(SOURCE INFORMATION Opens)
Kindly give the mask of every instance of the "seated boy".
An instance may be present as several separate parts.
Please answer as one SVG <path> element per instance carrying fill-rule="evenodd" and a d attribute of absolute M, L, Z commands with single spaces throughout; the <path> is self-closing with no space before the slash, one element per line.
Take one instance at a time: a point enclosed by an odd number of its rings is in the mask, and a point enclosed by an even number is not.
(SOURCE INFORMATION Closes)
(SOURCE INFORMATION Opens)
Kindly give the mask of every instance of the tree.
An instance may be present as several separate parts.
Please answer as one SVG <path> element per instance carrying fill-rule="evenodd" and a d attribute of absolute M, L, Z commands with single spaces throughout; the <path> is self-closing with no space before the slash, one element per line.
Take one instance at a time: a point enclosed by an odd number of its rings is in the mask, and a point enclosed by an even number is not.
(SOURCE INFORMATION Closes)
(SOURCE INFORMATION Opens)
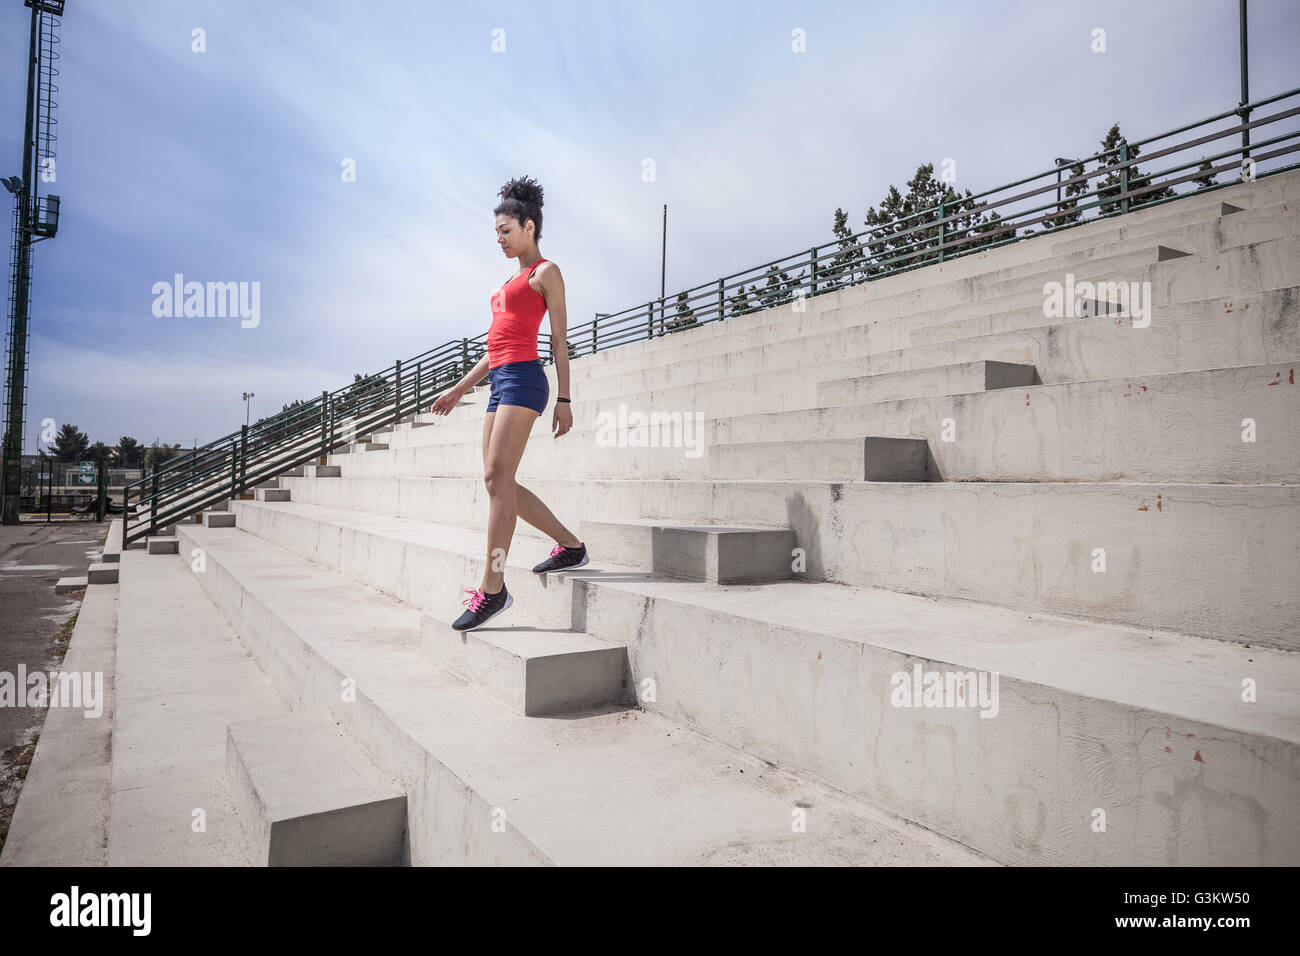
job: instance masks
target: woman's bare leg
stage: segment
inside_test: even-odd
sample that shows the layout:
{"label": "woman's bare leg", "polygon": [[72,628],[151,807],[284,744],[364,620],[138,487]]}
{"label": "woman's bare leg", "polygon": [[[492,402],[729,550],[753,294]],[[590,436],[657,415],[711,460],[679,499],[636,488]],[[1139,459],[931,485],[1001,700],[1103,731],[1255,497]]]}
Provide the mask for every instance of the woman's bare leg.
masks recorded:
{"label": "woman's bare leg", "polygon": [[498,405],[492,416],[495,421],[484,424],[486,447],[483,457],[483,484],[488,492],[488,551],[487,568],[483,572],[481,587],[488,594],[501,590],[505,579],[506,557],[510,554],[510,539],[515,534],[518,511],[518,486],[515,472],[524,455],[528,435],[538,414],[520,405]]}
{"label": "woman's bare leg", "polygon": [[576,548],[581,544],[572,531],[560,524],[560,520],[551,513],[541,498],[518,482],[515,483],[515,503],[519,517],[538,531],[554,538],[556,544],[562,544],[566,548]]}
(SOURCE INFORMATION Closes)
## EXERCISE INSTRUCTIONS
Tell how many lines above hold "every", nothing more.

## SOLUTION FOR THIS PROBLEM
3